<<<<

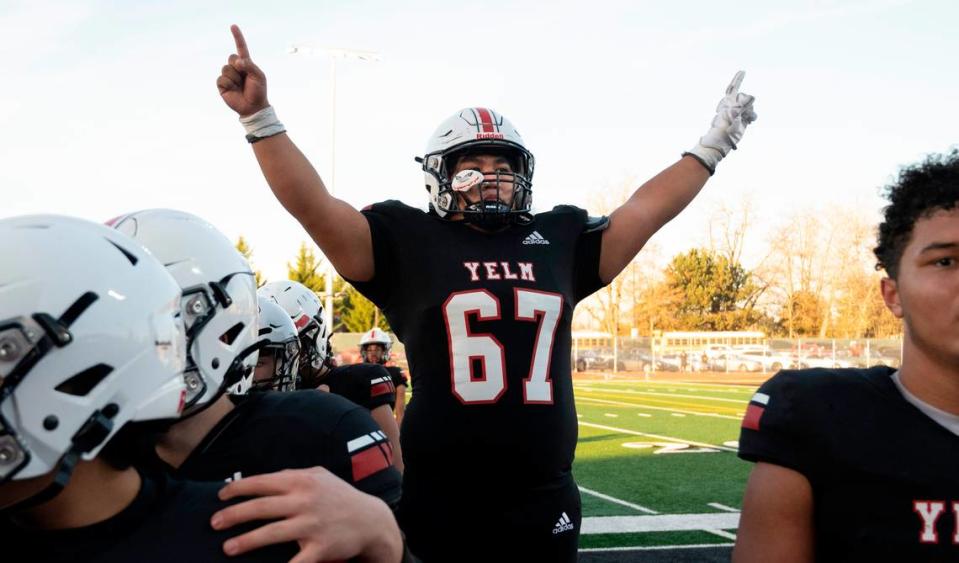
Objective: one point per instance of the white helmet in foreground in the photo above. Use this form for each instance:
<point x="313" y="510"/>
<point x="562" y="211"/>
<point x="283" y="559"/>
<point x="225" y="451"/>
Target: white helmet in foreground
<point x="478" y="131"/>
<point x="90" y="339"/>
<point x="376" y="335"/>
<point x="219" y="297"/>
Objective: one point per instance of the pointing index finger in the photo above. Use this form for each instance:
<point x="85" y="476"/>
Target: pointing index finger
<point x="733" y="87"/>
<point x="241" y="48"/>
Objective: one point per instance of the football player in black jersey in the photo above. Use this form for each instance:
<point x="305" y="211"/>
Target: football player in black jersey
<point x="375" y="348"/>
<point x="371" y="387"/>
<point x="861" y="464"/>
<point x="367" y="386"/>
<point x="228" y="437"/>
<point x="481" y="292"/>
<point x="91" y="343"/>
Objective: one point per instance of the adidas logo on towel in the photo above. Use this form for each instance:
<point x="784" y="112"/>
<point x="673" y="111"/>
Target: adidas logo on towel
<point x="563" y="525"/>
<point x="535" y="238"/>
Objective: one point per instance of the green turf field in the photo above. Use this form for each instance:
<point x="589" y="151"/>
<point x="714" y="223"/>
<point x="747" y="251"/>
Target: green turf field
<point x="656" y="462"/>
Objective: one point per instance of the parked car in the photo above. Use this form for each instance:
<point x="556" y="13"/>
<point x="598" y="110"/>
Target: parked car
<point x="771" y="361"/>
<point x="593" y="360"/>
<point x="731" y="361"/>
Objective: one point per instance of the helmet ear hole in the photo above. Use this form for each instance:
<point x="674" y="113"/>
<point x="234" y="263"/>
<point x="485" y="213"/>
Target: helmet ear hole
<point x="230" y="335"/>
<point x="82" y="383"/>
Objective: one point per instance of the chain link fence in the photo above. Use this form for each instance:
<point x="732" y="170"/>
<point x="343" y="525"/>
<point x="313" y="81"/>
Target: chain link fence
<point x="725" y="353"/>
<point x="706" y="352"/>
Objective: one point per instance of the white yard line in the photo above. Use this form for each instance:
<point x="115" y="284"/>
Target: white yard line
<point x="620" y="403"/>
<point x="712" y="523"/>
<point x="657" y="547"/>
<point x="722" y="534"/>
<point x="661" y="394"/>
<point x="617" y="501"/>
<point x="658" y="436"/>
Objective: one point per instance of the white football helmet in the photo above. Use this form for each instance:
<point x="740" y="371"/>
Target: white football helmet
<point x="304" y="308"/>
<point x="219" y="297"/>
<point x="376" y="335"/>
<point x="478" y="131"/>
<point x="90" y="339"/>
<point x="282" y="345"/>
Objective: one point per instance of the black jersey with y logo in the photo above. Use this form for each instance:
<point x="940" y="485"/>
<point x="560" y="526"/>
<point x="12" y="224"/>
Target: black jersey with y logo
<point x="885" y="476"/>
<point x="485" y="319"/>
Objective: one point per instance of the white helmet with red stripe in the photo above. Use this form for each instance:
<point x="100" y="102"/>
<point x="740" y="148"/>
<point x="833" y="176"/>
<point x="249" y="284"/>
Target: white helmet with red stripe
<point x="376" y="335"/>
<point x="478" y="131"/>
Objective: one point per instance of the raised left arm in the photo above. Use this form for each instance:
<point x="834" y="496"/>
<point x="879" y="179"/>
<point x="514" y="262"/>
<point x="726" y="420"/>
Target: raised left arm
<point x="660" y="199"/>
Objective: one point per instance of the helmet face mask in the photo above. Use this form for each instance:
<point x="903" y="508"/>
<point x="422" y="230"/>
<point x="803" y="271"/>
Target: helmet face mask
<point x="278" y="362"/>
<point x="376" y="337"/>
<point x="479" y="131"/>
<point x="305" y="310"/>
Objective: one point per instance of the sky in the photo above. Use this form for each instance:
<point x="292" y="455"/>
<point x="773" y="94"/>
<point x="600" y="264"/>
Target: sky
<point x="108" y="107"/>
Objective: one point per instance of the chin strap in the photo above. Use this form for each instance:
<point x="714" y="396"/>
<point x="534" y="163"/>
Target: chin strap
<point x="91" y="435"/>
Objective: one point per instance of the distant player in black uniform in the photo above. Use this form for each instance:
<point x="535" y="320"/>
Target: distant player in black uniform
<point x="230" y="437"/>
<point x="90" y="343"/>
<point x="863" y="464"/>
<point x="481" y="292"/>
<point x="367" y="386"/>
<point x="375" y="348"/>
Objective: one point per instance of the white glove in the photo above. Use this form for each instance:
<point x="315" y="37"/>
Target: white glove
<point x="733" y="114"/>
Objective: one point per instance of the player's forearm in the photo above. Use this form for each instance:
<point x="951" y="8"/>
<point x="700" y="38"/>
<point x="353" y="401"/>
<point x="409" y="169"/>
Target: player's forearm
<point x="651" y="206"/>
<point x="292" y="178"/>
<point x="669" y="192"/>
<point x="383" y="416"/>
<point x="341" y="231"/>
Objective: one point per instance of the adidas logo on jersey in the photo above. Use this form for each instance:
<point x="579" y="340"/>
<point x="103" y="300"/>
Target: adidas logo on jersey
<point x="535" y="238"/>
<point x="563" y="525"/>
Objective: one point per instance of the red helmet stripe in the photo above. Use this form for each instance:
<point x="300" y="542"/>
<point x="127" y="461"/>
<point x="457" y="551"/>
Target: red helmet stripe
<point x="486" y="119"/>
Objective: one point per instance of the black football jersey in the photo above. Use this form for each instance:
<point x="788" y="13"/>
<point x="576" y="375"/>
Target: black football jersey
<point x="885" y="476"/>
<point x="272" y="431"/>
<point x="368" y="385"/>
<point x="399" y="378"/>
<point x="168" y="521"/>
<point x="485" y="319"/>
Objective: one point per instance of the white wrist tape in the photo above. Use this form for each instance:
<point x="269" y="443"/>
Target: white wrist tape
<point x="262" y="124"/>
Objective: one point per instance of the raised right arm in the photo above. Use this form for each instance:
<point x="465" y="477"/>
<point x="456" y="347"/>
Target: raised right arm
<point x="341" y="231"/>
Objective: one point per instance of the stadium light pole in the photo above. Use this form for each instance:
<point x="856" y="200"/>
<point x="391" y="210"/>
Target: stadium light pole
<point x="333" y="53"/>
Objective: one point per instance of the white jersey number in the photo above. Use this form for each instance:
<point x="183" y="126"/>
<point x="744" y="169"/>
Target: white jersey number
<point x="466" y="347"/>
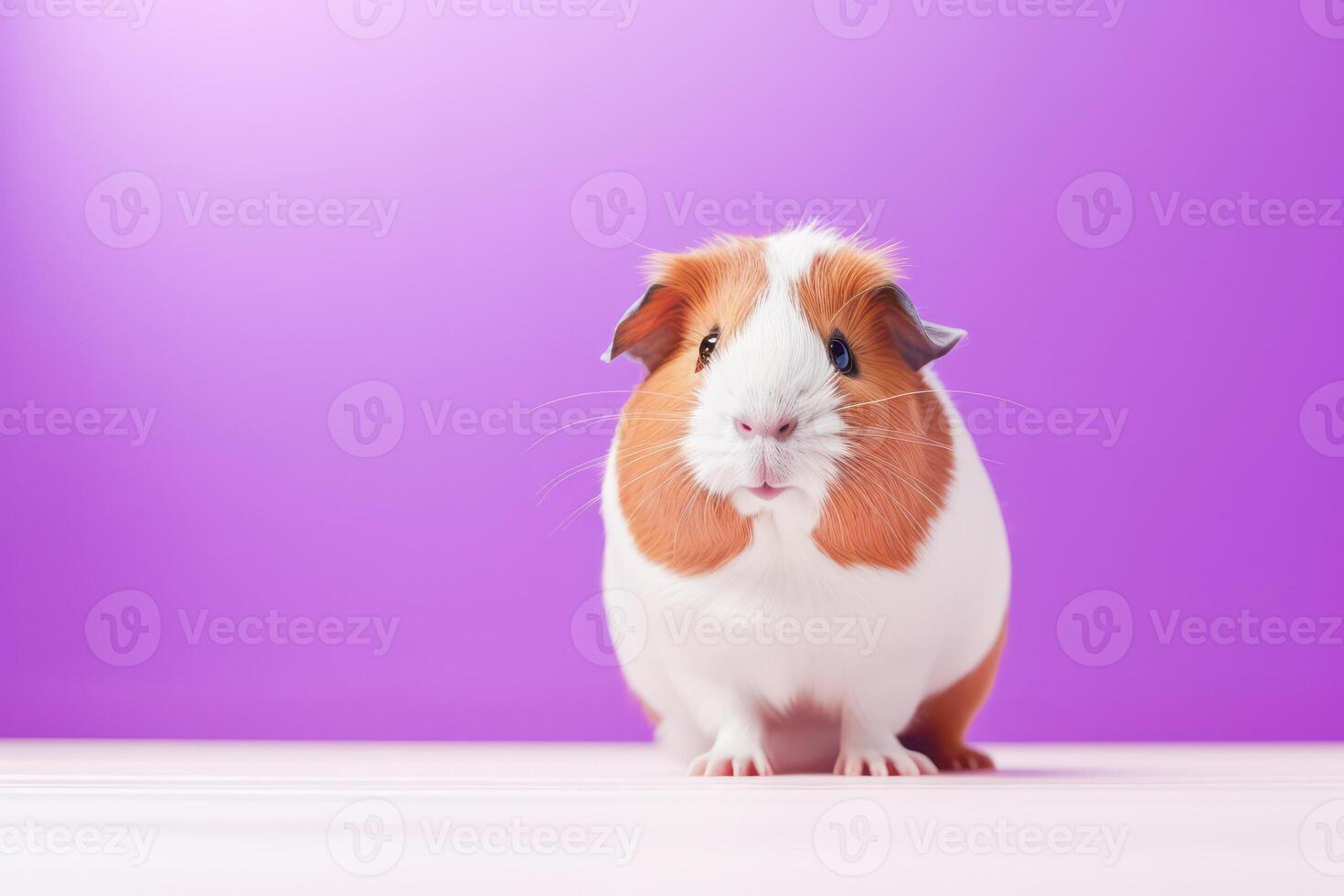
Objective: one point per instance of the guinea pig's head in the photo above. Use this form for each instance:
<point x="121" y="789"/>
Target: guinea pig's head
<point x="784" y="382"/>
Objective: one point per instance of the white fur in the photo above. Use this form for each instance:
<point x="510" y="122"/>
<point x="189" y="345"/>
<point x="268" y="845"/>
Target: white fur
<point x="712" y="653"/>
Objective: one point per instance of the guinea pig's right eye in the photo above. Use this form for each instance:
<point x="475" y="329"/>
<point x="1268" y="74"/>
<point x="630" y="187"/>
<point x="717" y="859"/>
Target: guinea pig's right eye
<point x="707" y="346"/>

>>>>

**Exercise requirements**
In the copy, include all records verbatim but no images.

**Answer to the task**
Objective: one point per instance of the white helmet in foreground in the photo above. Use this form for each instance:
<point x="313" y="510"/>
<point x="562" y="211"/>
<point x="283" y="559"/>
<point x="225" y="451"/>
Target: white helmet in foreground
<point x="478" y="131"/>
<point x="90" y="339"/>
<point x="376" y="335"/>
<point x="219" y="297"/>
Objective: one point per instance of the pointing index finger in the photo above. Use this form for each instance:
<point x="85" y="476"/>
Target: pointing index finger
<point x="733" y="87"/>
<point x="241" y="48"/>
Objective: one point per instance of the football player in black jersey in the photo above. Use this form for each instance:
<point x="305" y="211"/>
Target: football player in black jersey
<point x="375" y="348"/>
<point x="371" y="387"/>
<point x="861" y="464"/>
<point x="367" y="386"/>
<point x="228" y="437"/>
<point x="481" y="292"/>
<point x="91" y="343"/>
Objective: one point per instance of the adidas logo on towel in the photo above. Use this form for each instance:
<point x="784" y="112"/>
<point x="673" y="111"/>
Target: adidas logo on towel
<point x="563" y="525"/>
<point x="535" y="238"/>
Objective: one point per instance of the green turf field in the photo above. Use this form for each instance:
<point x="589" y="151"/>
<point x="714" y="223"/>
<point x="747" y="251"/>
Target: green turf field
<point x="656" y="462"/>
Objective: one point per instance of the parked car in the photo above. Use this form for each instance:
<point x="556" y="13"/>
<point x="598" y="110"/>
Target: parked car
<point x="771" y="361"/>
<point x="593" y="360"/>
<point x="731" y="361"/>
Objective: one point per instance of the helmet ear hole in the photo above. Use this form for each instance:
<point x="674" y="113"/>
<point x="234" y="263"/>
<point x="485" y="213"/>
Target: helmet ear hole
<point x="230" y="335"/>
<point x="82" y="383"/>
Objective: one point per instance of the chain link fence in the photo above. Use this form for each instance:
<point x="732" y="170"/>
<point x="343" y="525"/>
<point x="313" y="81"/>
Target: chain link fence
<point x="725" y="353"/>
<point x="706" y="352"/>
Objective: one point per instance of the white yard line in the photo above. Use this form for each instance:
<point x="115" y="284"/>
Target: white yard line
<point x="620" y="403"/>
<point x="712" y="523"/>
<point x="657" y="547"/>
<point x="722" y="534"/>
<point x="661" y="394"/>
<point x="617" y="501"/>
<point x="658" y="436"/>
Objective: one point per instance of the white football helmet in the photo above. Use this form for each instance:
<point x="740" y="371"/>
Target: white football helmet
<point x="304" y="308"/>
<point x="219" y="297"/>
<point x="376" y="335"/>
<point x="478" y="131"/>
<point x="90" y="339"/>
<point x="282" y="345"/>
Objective: one point per instance of the black jersey with y logo in the photo above. Use this form for each instance:
<point x="940" y="485"/>
<point x="560" y="526"/>
<point x="12" y="224"/>
Target: black jersey with y logo
<point x="885" y="476"/>
<point x="485" y="319"/>
Objective: one point per instance of the white helmet with red stripe in the photo above. Use this form for each instance:
<point x="100" y="102"/>
<point x="740" y="148"/>
<point x="833" y="176"/>
<point x="249" y="284"/>
Target: white helmet with red stripe
<point x="376" y="335"/>
<point x="478" y="131"/>
Objective: one point per instance of the raised left arm in the photo above. Use this form for each instance:
<point x="834" y="496"/>
<point x="879" y="179"/>
<point x="514" y="262"/>
<point x="726" y="420"/>
Target: raised left arm
<point x="660" y="199"/>
Objective: one point per instance of the helmet face mask in the photo above. Use this form for each instance:
<point x="903" y="508"/>
<point x="422" y="230"/>
<point x="803" y="271"/>
Target: helmet face mask
<point x="278" y="362"/>
<point x="376" y="337"/>
<point x="479" y="131"/>
<point x="305" y="310"/>
Objective: one point per instance of the sky in the photo above. Use this form for each instance:
<point x="292" y="455"/>
<point x="773" y="94"/>
<point x="600" y="264"/>
Target: sky
<point x="108" y="107"/>
Objective: one point per instance of the chin strap in the photo above. Use this form for each instance:
<point x="714" y="396"/>
<point x="534" y="163"/>
Target: chin strap
<point x="91" y="435"/>
Objective: one point per instance of the distant player in black uniform in the photo above. Use this form for each instance:
<point x="535" y="320"/>
Target: distant player in black uniform
<point x="230" y="437"/>
<point x="90" y="343"/>
<point x="863" y="464"/>
<point x="481" y="292"/>
<point x="367" y="386"/>
<point x="375" y="348"/>
Objective: one point per instance of the white glove in the photo above. Use this form for each instance:
<point x="315" y="37"/>
Target: white glove
<point x="733" y="114"/>
Objective: one point per instance of the player's forearm in the photo above. Use this form for each instance:
<point x="951" y="8"/>
<point x="700" y="38"/>
<point x="353" y="401"/>
<point x="409" y="169"/>
Target: player's forearm
<point x="651" y="206"/>
<point x="292" y="178"/>
<point x="669" y="192"/>
<point x="383" y="416"/>
<point x="341" y="231"/>
Objective: one point per instance of the adidas logo on jersey in the photo above. Use this form for each instance:
<point x="579" y="340"/>
<point x="103" y="300"/>
Target: adidas logo on jersey
<point x="535" y="238"/>
<point x="563" y="525"/>
Objective: one point per instance of the red helmet stripe in the photo above. Use this form for each instance:
<point x="300" y="542"/>
<point x="127" y="461"/>
<point x="457" y="551"/>
Target: red helmet stripe
<point x="486" y="119"/>
Objective: one point per instance of the black football jersey in the photo above. Use this form for each instance:
<point x="788" y="13"/>
<point x="576" y="375"/>
Target: black football jersey
<point x="885" y="476"/>
<point x="272" y="431"/>
<point x="368" y="385"/>
<point x="399" y="378"/>
<point x="168" y="521"/>
<point x="485" y="319"/>
Objective: one point per instance of the white wrist tape in the photo above. Use this form for each instance:
<point x="269" y="443"/>
Target: white wrist tape
<point x="262" y="124"/>
Objective: one point per instance of the raised right arm in the photo above. Use this form for each instance:
<point x="465" y="477"/>
<point x="456" y="347"/>
Target: raised right arm
<point x="341" y="231"/>
Objective: one point per instance of the stadium light pole in the photo above. Use this form for each instance:
<point x="856" y="200"/>
<point x="391" y="210"/>
Target: stadium light pole
<point x="333" y="53"/>
Objective: one point per instance of the white jersey number in the photo above. Use this form for each instance:
<point x="183" y="126"/>
<point x="744" y="169"/>
Target: white jersey number
<point x="466" y="347"/>
Objective: one point per instance of the guinea pig's head in the photo above. Use this form for each instance:
<point x="121" y="789"/>
Target: guinea pig's head
<point x="784" y="382"/>
Objective: one point per instance of the white fur in the photo above. Use this form for each instance:
<point x="510" y="122"/>
<point x="189" y="345"/>
<point x="268" y="845"/>
Target: white fur
<point x="712" y="653"/>
Objective: one point per instance of the guinea pig's right eye in the photo above. Use this form for each instance:
<point x="475" y="329"/>
<point x="1268" y="74"/>
<point x="630" y="187"/>
<point x="717" y="859"/>
Target: guinea pig's right eye
<point x="707" y="346"/>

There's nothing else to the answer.